▶ _WORKING DATA_
===

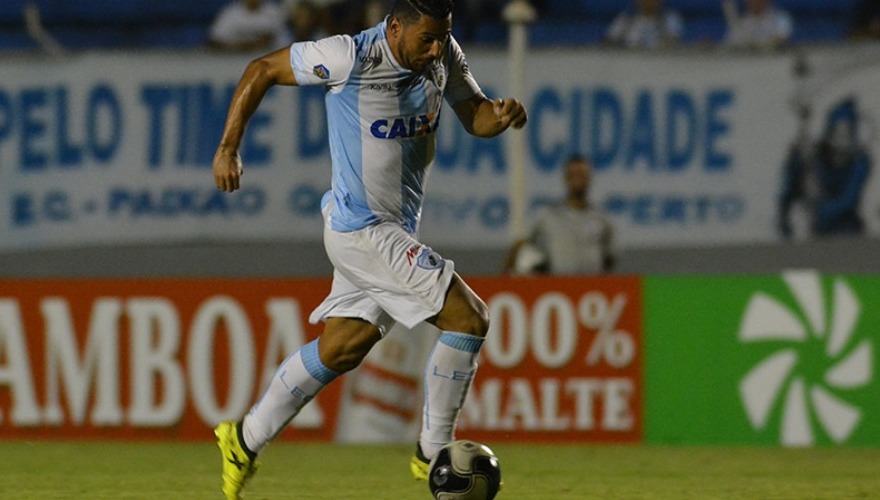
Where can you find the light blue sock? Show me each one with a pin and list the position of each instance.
(299, 379)
(448, 377)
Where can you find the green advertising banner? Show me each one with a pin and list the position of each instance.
(768, 360)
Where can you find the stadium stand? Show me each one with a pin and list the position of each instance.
(172, 24)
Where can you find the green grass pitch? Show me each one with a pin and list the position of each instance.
(90, 470)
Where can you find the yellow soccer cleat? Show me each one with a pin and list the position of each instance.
(419, 465)
(238, 465)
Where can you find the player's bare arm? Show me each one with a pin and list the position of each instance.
(484, 117)
(259, 76)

===

▶ _PROBLEM DESCRIPTION_
Extract the closing run of lines, starting with the one containing "Where can you find the green advertising" and ending at the last, exactly as written.

▶ _EXERCISE RESULT_
Where can you find the green advertising banner? Show me each one with a pin and list the position of each instance.
(768, 360)
Where can you find the stadium stand? Show me each one with a pin and list the position of each instance.
(172, 24)
Where can you find the green grass pitch? Show me each one with a pin and list the position of each instance.
(90, 470)
Where can you find the yellow soccer cleat? Show me each one with a pin and list the position of each instance.
(419, 465)
(238, 465)
Where can you find the player's bare arm? Show me each one with a pin and list the position of each instance.
(484, 117)
(259, 76)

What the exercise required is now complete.